Texte à lire:

+-------+

Le mythe du pasteur allemand

« Leben nach Luther » est le nom de la dernière exposition en date du Deutsches Historisches Museum. Elle se consacre non pas tant au protestantisme qu’à sa figure tutélaire, le pasteur, et montre l’évolution du statut de celui-ci au fil des siècles, partant de la Réforme pour arriver à la période actuelle.

Le rôle des femmes, les rituels, les tenues, les prêches, la musique sont autant de thèmes déclinés sous l’angle du pastorat. Des portraits de familles et de célébrations religieuses ornent les parois d’exposition tandis que des maquettes reproduisent les conditions de vie dans les maisons et villages d’antan. Des images du film Le Ruban Blanc de Michael Haneke tournent en boucle sur un poste de télévision ; le visiteur qui souhaiterait ressentir les ambiances étouffantes, voire mortifères, ayant régnées à une certaine époque – l’Allemagne en 1913 en l’occurrence  – trouvera là de quoi « s’appesantir ». Mais la sombre et parfois terrifiante facette de la figure pastorale n’est que peu dépeinte, et pour cause : l’exposition est montée en coopération avec deux grandes organisations religieuses allemandes, qui n’allaient toute de même pas se livrer de si bon coeur à l’autoflagellation. C’est donc bien davantage sur les valeurs positives incarnées par le pasteur protestant que l’exposition se concentre : le rôle prépondérant du presbytère, le progressisme – lent – qui a permis aux femmes d’accéder à la fonction pastorale (vers la moitié du XXe siècle), le développement de la musique religieuse ou encore l’équilibre familial incarné par une femme bienveillante et des enfants modèles.

+-------+

Entrées:
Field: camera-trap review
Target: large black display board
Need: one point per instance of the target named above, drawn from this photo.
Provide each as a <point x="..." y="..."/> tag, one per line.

+-------+

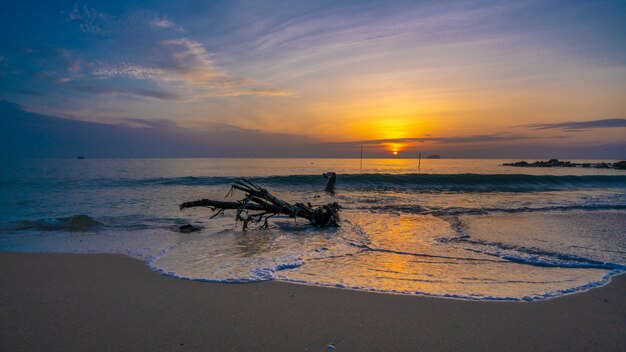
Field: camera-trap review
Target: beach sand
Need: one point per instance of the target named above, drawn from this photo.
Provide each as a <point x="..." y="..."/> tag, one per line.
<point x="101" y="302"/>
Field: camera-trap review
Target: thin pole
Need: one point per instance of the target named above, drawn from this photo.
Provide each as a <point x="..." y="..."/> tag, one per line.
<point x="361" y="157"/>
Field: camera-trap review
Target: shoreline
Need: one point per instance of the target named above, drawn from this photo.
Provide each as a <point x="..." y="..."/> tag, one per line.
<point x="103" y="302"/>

+-------+

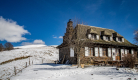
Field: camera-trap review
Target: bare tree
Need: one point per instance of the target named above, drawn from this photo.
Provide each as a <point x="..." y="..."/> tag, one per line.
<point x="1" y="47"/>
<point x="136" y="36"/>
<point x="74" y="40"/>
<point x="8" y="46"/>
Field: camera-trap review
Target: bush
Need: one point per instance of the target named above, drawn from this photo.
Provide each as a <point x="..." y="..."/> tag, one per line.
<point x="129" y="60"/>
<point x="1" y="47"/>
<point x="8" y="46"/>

+-------+

Consigne 1: Dans le texte sur l'exposition consacrée au pasteur allemand, vers quelle période les femmes ont-elles pu devenir pasteurs ?
Consigne 2: Écrivez la suite du texte sur l'exposition consacrée au pasteur allemand, à partir de sa dernière phrase.

Résultat 1: Vers la moitié du XXe siècle.

Résultat 2:
La dernière salle, intitulée « Zwei Reiche : Kirche und Staat » (« Deux royaumes : l’Eglise et l’Etat ») prend davantage de risque en s’engageant sur le sujet sensible qu’est la politique. Elle revient sur les hommes – et femmes – d’Eglise qui ont eu le courage de s’opposer à la haine nazie ou communiste au cours du XXe siècle. Et de faire amende honorable, n’oubliant pas de mentionner que nombreux sont les théologiens et fonctionnaires religieux à avoir succombé à une furie idéologique qui a fait sacrément de dégâts. A l’Eglise protestante du Reich (deutsche Reichskirche) et autres sinistres avatars nazis s’opposèrent notamment l’Eglise confessante (bekennende Kirche) et le Pfarrernotbund dans ce que les Allemands appellent aujourd’hui le « combat des Eglises » (Kirchenkampf). Des combats politiques qui ne se sont pas arrêtés à la capitulation allemande puisque nombre de croyants s’insurgèrent ensuite contre la politique du gouvernement de la RDA, hostile à leur égard. Une lutte qui mena à la « révolution pacifique » (friedliche Revolution) de 1989 sur laquelle se conclut l’exposition, qui souligne dans sa partie finale les luttes tout aussi importantes – écologie, éducation, pauvreté – conduites par l’Eglise de nos jours.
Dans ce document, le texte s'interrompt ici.